Exercise tasks |
- A) Summarize the text on proprietary firmware in two sentences.
- B) In the text on proprietary firmware, what does open-source hardware also provide?
- C) Carry on the text about proprietary firmware from its final sentence.

Proprietary firmware is any firmware on which is not free (libre). Examples of proprietary works include ones upon which the author has placed restrictions on use, private modification, copying, or republishing.

Proprietors may enforce restrictions by technical means, such as by restricting source code access, firmware replacement restrictions (by denying complete tooling that may be necessary in order to recompile and replace the firmware), or by legal means, such as through copyright and patents.

Proprietary firmware may range from just a few kilobytes of microcode for a network interface controller to megabytes of binaries for a wireless router.  Custom firmware may still be available for certain products, which is often free and open-source software, and is especially popular in certain segments of hardware like gaming consoles, wireless routers and Android phones, which are capable of running complete general-purpose operating systems like Linux, FreeBSD or NetBSD, which are often the systems used by the manufacturer in their original proprietary firmware.

Difficult to avoid

Proprietary firmware (and especially the microcode) is much more difficult to avoid than proprietary software or even proprietary device drivers, because the firmware is usually very specific to the manufacturer of each device (often being unique for each model), and the programming documentation and complete specifications that would be necessary to create a replacement are often withheld by the hardware manufacturer.  One potential solution is going with open-source hardware, which goes a step further by also providing schematics for replicating the hardware itself.

Supplied data |
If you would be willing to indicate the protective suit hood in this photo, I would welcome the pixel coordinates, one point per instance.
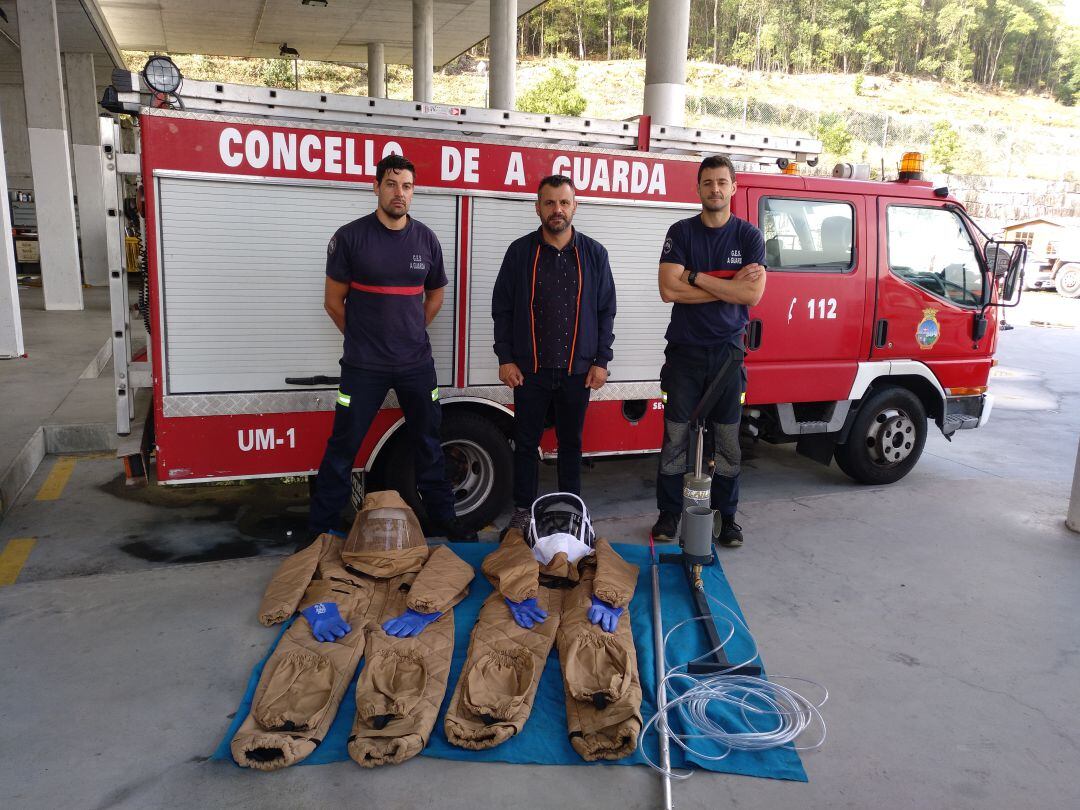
(386, 539)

Answers for this exercise |
- A) Proprietary firmware is firmware that is not free, and its proprietors may restrict use, modification, copying, or republishing through technical means such as withholding source code or through legal means such as copyright and patents. It is harder to avoid than proprietary software or device drivers because it is usually specific to each device and manufacturers often withhold the documentation and specifications needed to replace it, although open-source hardware is one potential solution.

- B) Schematics for replicating the hardware itself.

- C)
Even though both proprietary firmware and proprietary device drivers are shipped in binary form, to be practical, the term "binary blobs" is used only to refer to proprietary drivers by some people, whereas others use the term to refer to proprietary firmware too.

Distribution issues

Many open-source operating systems reluctantly choose to include proprietary firmware files in their distributions simply to make their device drivers work, because manufacturers try to save money by removing flash memory or EEPROM from their devices, requiring the operating system to upload the firmware each time the device is used.  However, in order to do so, the operating system still has to have distribution rights for this proprietary microcode. If such distributions rights are not obtained, then the device will not work; this especially presents a chicken-and-egg issue with wireless network interface controllers from certain manufacturers which cannot be used until such files are somehow obtained first, which is difficult to accomplish when the wireless card doesn't work.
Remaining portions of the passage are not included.